THE DATA
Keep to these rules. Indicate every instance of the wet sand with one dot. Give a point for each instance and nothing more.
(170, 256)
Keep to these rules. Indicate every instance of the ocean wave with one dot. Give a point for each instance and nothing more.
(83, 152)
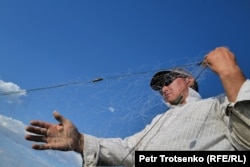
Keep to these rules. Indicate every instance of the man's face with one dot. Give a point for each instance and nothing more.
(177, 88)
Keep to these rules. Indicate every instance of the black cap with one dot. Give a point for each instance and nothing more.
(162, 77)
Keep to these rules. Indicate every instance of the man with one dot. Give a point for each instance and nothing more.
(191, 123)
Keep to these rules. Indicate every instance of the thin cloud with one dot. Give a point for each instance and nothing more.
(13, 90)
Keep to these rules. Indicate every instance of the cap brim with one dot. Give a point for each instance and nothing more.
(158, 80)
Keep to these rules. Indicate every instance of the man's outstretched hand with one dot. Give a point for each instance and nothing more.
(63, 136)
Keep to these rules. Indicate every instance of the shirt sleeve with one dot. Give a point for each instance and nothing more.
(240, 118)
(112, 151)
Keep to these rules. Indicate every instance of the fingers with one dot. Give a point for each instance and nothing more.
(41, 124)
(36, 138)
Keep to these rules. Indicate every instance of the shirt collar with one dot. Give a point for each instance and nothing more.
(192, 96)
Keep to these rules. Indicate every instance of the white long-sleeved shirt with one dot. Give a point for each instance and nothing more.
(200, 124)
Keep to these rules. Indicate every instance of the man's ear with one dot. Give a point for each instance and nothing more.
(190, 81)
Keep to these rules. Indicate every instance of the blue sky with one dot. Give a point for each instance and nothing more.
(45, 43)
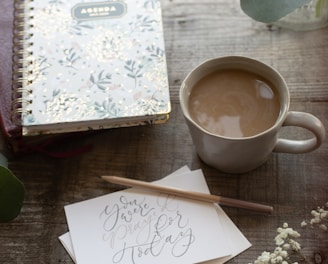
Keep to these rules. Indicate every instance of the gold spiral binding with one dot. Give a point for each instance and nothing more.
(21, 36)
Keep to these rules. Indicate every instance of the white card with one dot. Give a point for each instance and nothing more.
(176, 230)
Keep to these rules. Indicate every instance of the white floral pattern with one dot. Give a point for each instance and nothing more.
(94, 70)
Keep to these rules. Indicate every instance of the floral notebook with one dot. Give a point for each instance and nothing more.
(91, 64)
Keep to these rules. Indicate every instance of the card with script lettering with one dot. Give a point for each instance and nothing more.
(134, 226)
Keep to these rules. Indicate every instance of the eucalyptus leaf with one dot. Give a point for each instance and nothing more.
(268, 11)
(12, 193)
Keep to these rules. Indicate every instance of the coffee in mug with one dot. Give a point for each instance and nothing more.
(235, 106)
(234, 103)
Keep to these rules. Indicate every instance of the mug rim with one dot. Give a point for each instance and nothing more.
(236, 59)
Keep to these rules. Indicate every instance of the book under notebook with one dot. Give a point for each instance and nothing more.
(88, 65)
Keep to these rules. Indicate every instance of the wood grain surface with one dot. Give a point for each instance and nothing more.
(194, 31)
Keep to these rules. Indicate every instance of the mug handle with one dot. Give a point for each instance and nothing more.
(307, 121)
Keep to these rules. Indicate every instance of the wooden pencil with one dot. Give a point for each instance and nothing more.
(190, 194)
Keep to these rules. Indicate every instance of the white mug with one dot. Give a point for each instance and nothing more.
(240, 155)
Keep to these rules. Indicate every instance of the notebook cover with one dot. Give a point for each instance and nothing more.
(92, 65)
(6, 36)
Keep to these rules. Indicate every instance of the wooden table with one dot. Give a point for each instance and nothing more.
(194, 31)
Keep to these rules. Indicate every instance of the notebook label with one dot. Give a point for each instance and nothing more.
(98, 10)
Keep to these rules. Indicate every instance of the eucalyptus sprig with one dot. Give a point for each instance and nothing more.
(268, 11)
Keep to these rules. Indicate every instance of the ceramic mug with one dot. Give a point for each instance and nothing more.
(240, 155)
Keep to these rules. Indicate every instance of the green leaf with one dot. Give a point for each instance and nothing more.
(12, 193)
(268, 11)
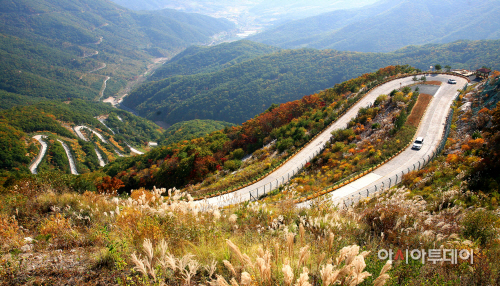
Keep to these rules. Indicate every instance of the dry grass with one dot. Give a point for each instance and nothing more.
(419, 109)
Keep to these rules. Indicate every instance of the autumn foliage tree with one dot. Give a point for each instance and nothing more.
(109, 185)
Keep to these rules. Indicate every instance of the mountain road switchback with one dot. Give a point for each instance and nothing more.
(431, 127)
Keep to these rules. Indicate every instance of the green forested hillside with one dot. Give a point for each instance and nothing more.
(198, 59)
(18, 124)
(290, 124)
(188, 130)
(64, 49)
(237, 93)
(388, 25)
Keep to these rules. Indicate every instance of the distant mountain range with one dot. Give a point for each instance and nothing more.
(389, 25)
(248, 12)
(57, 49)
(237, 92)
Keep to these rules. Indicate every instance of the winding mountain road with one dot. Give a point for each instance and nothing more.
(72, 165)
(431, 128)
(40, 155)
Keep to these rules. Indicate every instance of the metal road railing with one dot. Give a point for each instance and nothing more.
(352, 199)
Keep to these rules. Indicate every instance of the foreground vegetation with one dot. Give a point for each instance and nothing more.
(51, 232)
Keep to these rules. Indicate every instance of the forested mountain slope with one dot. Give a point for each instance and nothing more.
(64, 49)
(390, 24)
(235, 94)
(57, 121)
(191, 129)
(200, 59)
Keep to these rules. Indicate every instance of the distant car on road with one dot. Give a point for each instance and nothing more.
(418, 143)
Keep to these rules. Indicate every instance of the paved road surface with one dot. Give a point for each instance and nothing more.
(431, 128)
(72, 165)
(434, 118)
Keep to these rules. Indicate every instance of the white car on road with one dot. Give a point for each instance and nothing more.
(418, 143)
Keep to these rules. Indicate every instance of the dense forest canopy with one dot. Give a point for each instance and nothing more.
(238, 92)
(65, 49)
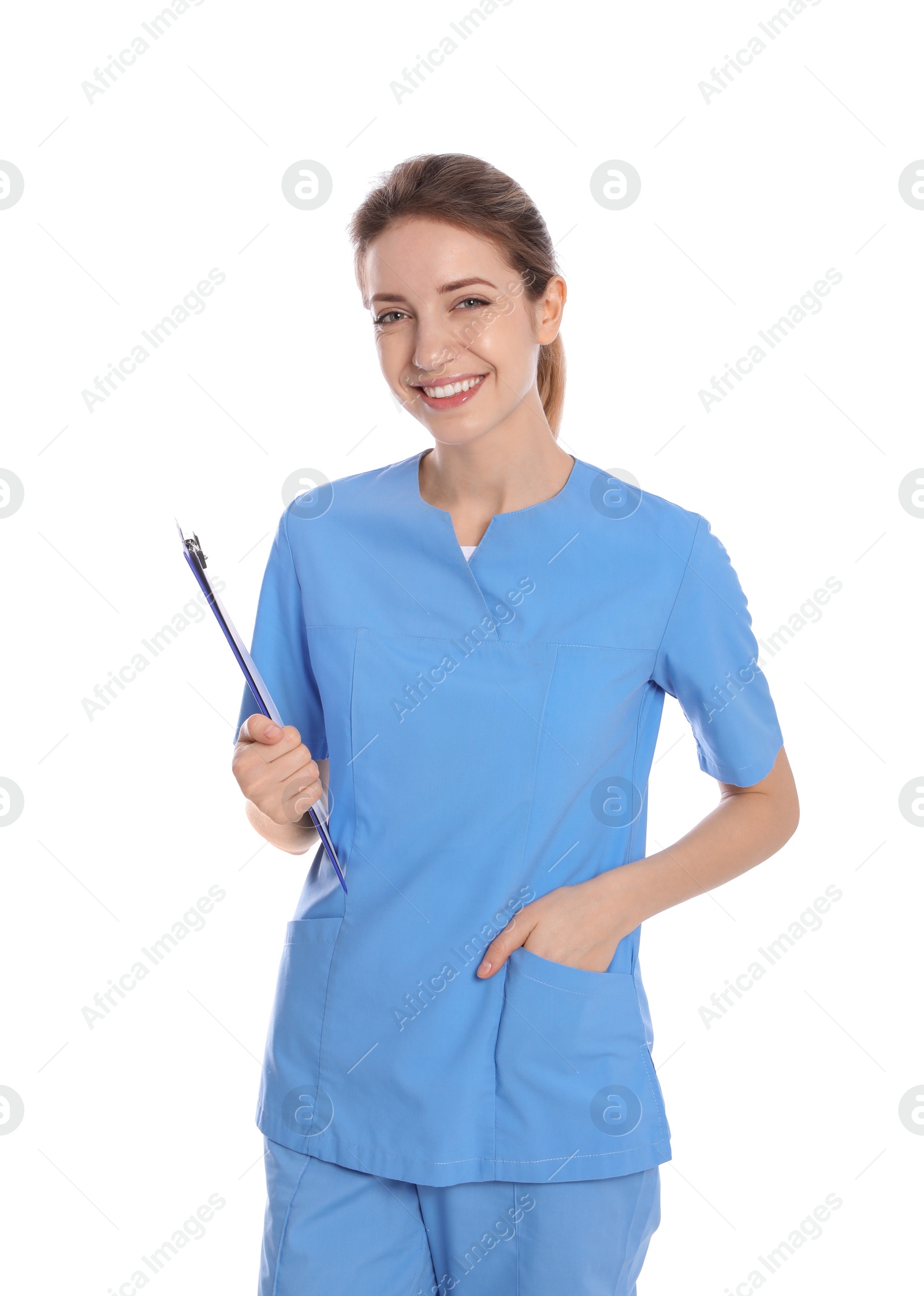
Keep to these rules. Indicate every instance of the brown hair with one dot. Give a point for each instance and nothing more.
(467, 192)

EXERCISE
Substitute "Mark each instance" for "Indicate every instance" throughout the records above, and reproduce them otherwise unchanged. Leave the pictures out of your answer.

EXERCISE RESPONSE
Keep to these rules. Mark each instance of the wet sand with one dot. Give a point for each instance and nothing more.
(170, 256)
Keep to these rules. Mark each instance of the ocean wave with one dot. Give a point for each instance and nothing more.
(83, 152)
Keep to these rules. Mark each instance of the man's face with one dot. Give a point for each instance and nothing more.
(177, 88)
Keep to these rules. Mark each instance of the black cap with one dot. Give a point for each instance and nothing more.
(162, 77)
Keep to these rules. Mark each instance of the man with one dot. Give a point for each instance and nothing more.
(191, 123)
Keep to these rules. Mark each instance of the thin cloud with one dot. Give a point for each instance and nothing more.
(13, 90)
Keep to these rules. Mark each instance of the cap brim with one dot. Give a point for each instance and nothing more.
(158, 80)
Keep to these rules. Mark each instance of the man's outstretched hand with one dot. Give a point for each instance and nothing more.
(63, 136)
Keep to these rules. Mark each instance of the shirt sleeve with one dot. Give a point for each instance and nothing more.
(240, 118)
(112, 151)
Keep to these rules. Mark each instance of the fingers with one dot. Give a point for each instance and nothing more.
(41, 124)
(36, 138)
Keep to these rules. Mark each instance of the shirt collar with one dot. Give a point for each instance and nothing more.
(192, 96)
Keep to these rules. Mark each instance of the white long-sleeved shirt with one dot. Give a point for each instance and nothing more.
(200, 124)
Keep to these rules. Mark each instance of the man's ear with one dot. Give a point for each instance and nothing more.
(190, 81)
Keep to these rules. Mark each instance of the blue sky with one dot. Give a point for each instance and nothing more.
(45, 43)
Keep to these rules. Mark each instance of the gold spiral binding with one dot. Give a point for each instance and nothing more.
(21, 36)
Keep to these rules. Mark each instance of the white card with one dot. Give a point for each instance and nothing more.
(176, 230)
Keep to these rules. Mark each instance of the white floral pattern with one dot. Give a point for each instance and nothing more.
(94, 70)
Keep to these rules. Mark each instance of the floral notebook with one dot. Give a point for each instance and nothing more.
(91, 64)
Keep to these rules. Mark each instance of the card with script lettering with one dot. Give a point for each instance and nothing more.
(134, 226)
Keep to these rules. Mark each instance of the eucalyptus leaf with one dot. Give a point for each instance and nothing more.
(268, 11)
(12, 193)
Keep to these rules. Mark each instance of the coffee in mug with one dot. Give a point for each instance and nothing more.
(235, 106)
(234, 103)
Keep to these rules. Mark each instance of the mug rim with one dot. Give a point for each instance and nothing more.
(236, 59)
Keep to these rules. Mark each instance of the book under notebook with one dot. Give a point for each instance and nothing more.
(88, 65)
Keep to these rules. Mark each instance of the wood grain surface with one dot. Give a point for each instance and nothing more.
(194, 31)
Keep to these rules. Mark each instance of the mug handle with one dot. Give a point for each instance and nothing more.
(307, 121)
Keep to these rules. Mark each instance of the wooden pencil with one dot. Give a point for each instance and nothing more.
(190, 194)
Keep to these rules. Mark each instance of the white mug with one dot. Give a point for each instance and nothing more.
(240, 155)
Keep to these rules. Mark each instance of the notebook cover with one dot. Give a point for each instance and nothing more.
(92, 65)
(6, 36)
Keep to these rules. Mark each instance of the wooden table with one dot. Give a point for each instance and nothing more.
(194, 31)
Keep to these rules. Mark each instance of the notebook label with one dot. Give a point for each instance and nothing more.
(98, 10)
Keep to these rules. Mark each instance of the eucalyptus sprig with one dot. Give a point for each instance and nothing more.
(268, 11)
Keep to these rules. Mark each instance of the ceramic mug with one dot. Give a point for each instance and nothing more.
(240, 155)
Keep to these rules. Mark each instance of the green leaf with one dot. Give a point for each instance and nothing more.
(12, 193)
(268, 11)
Keep to these rules. Mark each instance of the dry grass with one dot. Give a point for each instance and nothing more.
(419, 109)
Keep to these rules. Mark each instance of the autumn foliage tree with one dot. Give a point for each instance and nothing more.
(109, 185)
Keep to these rules. Mark each instance of the mountain road switchback with one dot. Give a point for each instance and nothing more.
(431, 127)
Keep to these rules. Mark each instance of the green forested hillside with one dot. Give a point for each instance and nothing more.
(198, 59)
(18, 124)
(290, 124)
(188, 130)
(64, 49)
(237, 93)
(388, 25)
Keep to these rules. Mark each instance of the distant mountain range with one dot. Give a point for each instance and nothing more.
(389, 25)
(248, 12)
(57, 49)
(237, 92)
Keep to these rules. Mark each instance of the winding mountain road with one dot. Give a point for each instance and nothing more.
(72, 165)
(431, 128)
(40, 155)
Keep to these rules. Mark each instance of the metal road railing with one dot. Give a point for each instance and nothing more.
(352, 199)
Keep to these rules. Mark each instance of the foreground vegetation with one dot. Give a point for each instance and nothing more.
(51, 232)
Keep to these rules. Mark each instance of the forested mountain slope with one dot. Give a point for each instance and nothing more.
(64, 49)
(390, 24)
(235, 94)
(57, 121)
(191, 129)
(200, 59)
Keep to these rules. Mark each instance of the distant car on road with one dot. Give a point for each instance and nothing more.
(418, 143)
Keep to these rules. Mark each instance of the paved road surface with one dot. Give a point for each instance and nothing more.
(431, 128)
(72, 165)
(434, 118)
Keep to these rules. Mark each instance of the white car on road with one dot. Give a point for each instance and nothing more.
(418, 143)
Keep to these rules. Mark each instance of the dense forest canopy with one dot. Give a point for each instance and nothing more.
(238, 92)
(65, 49)
Keep to these rules. Mark each instance of the brown hair with one dot. Give a point for each instance and nothing more.
(467, 192)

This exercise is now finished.